Making Magic: The Importance of Music Venues.

The live music industry has been hit hard by the Coronavirus Pandemic and there are many small venues, crucial to giving talented musicians a platform to showcase their work, which sadly won’t recover financially from it. Such venues, dotted all over the UK, have facilitated and supported a growing cultural framework for years by introducing generations of people to new musical movements, artists, and more. Whilst I wish I could write about the contribution of every single venue in the UK, an impressive feat that would take most of my life to complete, I have instead settled on writing about three which I believe showcase both their importance to music history and to the growth of the live music industry today. I have given a short introduction to each below.

Moles Nightclub, Bath

Founded by Phil Andrews, who also happens to co-own the Jane Austen Museum, the club opened on New Year’s Eve in 1978. The venue was initially for folk and jazz artists. However with the arrival of disco, Moles had to modernise in order to keep up with the rapidly changing music scene. The range of music on offer at Moles soon grew to incorporate live rock music. By the late 1980’s Moles had established itself as a popular destination for touring musicians. Phil extended his club to include a recording studio which saw the likes of Elbow grace it’s doorway.

Now, Moles Nightclub has become a favourite for students with an array of varying music tastes. Whilst Cheesy Tuesday’s will accommodate anyone with a love for the noughties, Wednesday nights are now dedicated to rock and metal, for anyone with a taste for the heavier stuff. The club also has brilliant links with music students and upcoming bands. Moles provides a platform for new talent to showcase their creative portfolio, network, and grow. I myself have discovered many great artists through going to various events.

## Referring expression data
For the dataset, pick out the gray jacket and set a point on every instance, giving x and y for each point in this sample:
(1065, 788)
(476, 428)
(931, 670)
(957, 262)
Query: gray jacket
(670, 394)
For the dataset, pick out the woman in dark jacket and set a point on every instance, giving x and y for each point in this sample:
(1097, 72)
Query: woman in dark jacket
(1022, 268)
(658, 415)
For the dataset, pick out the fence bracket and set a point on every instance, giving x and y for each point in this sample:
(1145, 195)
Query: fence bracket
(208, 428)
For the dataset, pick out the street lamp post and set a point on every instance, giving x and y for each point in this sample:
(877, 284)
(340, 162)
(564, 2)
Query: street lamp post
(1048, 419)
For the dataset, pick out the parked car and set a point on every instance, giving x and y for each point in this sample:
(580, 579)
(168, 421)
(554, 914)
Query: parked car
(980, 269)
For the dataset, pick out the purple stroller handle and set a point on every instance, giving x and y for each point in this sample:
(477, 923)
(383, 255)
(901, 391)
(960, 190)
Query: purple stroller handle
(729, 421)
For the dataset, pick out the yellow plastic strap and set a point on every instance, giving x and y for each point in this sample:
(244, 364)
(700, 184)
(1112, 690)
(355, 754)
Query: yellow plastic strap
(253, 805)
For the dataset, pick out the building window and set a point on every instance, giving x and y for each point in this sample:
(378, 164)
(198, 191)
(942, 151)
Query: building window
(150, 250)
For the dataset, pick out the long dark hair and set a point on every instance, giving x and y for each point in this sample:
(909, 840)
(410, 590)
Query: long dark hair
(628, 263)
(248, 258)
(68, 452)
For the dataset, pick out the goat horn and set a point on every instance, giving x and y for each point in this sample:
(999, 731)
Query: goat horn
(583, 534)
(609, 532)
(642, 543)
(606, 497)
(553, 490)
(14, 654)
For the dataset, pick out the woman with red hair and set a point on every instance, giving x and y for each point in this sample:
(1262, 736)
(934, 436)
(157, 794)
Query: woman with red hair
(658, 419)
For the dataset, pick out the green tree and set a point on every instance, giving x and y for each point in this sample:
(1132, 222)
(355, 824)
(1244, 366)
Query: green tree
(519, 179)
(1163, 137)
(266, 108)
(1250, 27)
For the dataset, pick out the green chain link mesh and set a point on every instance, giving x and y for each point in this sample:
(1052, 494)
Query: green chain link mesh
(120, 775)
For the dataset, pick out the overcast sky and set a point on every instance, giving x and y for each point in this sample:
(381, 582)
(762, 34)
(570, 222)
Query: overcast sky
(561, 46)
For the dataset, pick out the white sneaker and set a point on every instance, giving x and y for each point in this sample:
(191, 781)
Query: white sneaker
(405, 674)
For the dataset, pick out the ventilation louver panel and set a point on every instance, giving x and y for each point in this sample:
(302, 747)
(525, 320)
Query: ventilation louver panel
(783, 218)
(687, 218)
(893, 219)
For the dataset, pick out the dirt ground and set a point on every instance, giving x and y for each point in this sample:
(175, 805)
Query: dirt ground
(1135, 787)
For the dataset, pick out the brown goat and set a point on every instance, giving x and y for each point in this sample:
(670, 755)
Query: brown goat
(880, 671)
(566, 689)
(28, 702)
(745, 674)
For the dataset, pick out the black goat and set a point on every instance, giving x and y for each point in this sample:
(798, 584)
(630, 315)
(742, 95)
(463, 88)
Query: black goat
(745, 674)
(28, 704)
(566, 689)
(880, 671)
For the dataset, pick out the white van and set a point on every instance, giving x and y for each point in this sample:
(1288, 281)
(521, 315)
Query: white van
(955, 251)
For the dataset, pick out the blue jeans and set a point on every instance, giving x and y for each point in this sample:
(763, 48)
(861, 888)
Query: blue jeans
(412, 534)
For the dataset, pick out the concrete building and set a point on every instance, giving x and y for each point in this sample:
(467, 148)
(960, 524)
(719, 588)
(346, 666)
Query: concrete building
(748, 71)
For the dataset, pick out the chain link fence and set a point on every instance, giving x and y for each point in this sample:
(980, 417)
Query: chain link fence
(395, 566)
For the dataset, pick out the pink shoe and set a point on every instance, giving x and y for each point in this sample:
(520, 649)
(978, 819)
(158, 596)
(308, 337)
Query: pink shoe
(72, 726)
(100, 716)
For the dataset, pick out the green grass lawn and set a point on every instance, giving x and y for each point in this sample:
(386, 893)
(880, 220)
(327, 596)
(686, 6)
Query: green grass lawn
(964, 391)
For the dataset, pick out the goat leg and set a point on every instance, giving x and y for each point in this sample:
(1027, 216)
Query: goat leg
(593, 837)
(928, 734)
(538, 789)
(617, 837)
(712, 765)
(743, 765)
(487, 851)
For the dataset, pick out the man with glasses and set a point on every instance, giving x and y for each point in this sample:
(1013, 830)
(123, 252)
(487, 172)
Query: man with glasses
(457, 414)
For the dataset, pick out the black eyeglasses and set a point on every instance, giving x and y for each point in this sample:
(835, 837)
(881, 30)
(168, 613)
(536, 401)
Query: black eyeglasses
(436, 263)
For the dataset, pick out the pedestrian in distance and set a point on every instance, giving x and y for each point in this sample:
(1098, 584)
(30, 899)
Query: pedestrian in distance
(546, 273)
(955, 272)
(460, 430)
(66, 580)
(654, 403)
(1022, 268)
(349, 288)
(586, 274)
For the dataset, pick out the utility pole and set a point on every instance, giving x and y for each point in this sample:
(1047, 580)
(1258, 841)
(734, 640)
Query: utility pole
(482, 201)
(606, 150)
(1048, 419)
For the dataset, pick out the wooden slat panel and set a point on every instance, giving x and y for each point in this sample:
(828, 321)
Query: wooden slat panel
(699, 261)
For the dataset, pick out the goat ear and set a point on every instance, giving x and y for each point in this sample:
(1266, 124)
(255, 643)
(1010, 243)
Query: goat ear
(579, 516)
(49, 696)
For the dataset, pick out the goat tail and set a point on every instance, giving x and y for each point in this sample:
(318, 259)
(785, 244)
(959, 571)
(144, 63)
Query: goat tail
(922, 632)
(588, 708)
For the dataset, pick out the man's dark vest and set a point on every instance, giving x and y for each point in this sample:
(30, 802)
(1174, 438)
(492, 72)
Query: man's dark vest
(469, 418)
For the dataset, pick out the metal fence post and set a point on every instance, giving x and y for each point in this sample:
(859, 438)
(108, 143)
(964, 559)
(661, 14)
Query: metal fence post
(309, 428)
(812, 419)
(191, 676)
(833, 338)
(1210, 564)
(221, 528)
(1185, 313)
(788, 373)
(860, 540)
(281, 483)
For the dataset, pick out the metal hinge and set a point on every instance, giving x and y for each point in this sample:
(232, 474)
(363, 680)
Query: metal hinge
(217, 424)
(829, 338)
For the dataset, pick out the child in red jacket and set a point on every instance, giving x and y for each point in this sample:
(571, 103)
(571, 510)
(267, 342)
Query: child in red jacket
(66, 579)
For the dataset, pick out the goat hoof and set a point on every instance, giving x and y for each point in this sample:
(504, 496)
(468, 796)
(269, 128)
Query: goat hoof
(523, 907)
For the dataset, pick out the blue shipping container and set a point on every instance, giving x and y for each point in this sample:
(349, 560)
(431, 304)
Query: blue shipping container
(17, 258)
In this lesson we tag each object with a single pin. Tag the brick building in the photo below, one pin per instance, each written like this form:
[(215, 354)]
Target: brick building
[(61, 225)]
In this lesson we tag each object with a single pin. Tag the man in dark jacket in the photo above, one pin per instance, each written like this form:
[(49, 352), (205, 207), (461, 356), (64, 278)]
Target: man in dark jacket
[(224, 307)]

## Work item A
In the piece on music venues, when did Moles Nightclub open?
## Work item B
According to the piece on music venues, why did Moles have to change from its original folk and jazz lineup?
## Work item C
Rewrite the stretch of the music venues piece from "Moles Nightclub, Bath" through "grace it’s doorway.", swapping "disco" for "disco music".

## Expected answer A
New Year's Eve in 1978.

## Expected answer B
Disco had arrived, and Moles had to keep up with the rapidly changing music scene. Its range of music soon grew to include live rock.

## Expected answer C
Moles Nightclub, Bath

Founded by Phil Andrews, who also happens to co-own the Jane Austen Museum, the club opened on New Year’s Eve in 1978. The venue was initially for folk and jazz artists. However with the arrival of disco music, Moles had to modernise in order to keep up with the rapidly changing music scene. The range of music on offer at Moles soon grew to incorporate live rock music. By the late 1980’s Moles had established itself as a popular destination for touring musicians. Phil extended his club to include a recording studio which saw the likes of Elbow grace it’s doorway.